- [DATA SHOWN]:
════

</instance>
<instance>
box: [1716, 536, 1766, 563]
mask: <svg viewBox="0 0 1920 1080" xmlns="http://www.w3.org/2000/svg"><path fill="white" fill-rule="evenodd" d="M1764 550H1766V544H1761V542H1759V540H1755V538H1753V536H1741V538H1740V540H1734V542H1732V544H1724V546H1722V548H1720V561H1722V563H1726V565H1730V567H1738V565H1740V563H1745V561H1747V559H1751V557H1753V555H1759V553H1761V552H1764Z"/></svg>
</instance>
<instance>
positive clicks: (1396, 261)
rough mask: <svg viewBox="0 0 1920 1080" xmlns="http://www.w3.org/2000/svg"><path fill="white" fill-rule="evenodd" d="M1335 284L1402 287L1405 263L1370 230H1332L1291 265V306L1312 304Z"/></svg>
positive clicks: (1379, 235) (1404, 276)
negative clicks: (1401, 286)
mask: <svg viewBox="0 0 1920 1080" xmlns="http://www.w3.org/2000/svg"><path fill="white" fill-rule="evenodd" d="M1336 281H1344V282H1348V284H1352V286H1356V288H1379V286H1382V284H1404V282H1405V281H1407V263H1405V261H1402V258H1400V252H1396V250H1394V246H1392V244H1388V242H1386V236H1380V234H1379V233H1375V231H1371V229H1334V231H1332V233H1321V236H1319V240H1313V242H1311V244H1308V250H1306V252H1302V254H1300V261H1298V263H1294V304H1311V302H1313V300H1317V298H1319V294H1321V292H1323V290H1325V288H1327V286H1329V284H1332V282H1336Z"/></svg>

════

- [TASK GOAL]: Wherever the word "positive" appears in the records above, copy that line.

- [WRITTEN REPLY]:
positive clicks: (1396, 261)
positive clicks: (1379, 235) (1404, 276)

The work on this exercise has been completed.